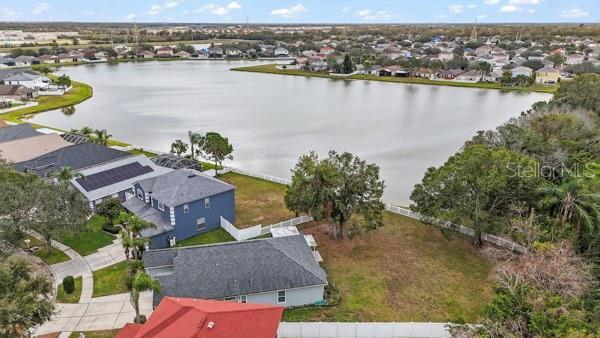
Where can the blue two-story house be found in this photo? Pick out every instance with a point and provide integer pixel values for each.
(181, 204)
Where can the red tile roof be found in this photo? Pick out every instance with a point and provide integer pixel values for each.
(198, 318)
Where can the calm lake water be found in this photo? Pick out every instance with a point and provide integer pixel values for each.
(273, 119)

WORK REQUIRED -
Recast the records above as a Markdown table with two columns, Row and Line text. Give each non-blank line its own numbered row, and leave the pictures out.

FINAL ANSWER -
| Row | Line text |
|---|---|
| 1 | Where can the blue two-story house be found in this photo? Pick out every instance with a point and provide integer pixel values for each. |
| 2 | (181, 204) |
| 3 | Where can the red tile roof be found in this photo? Pick out every instance with a point and provide integer pixel values for each. |
| 4 | (198, 318) |
| 5 | Where can the calm lake water be found in this photo? Pick out every instance with a point and provide integer pixel values for each. |
| 6 | (273, 119) |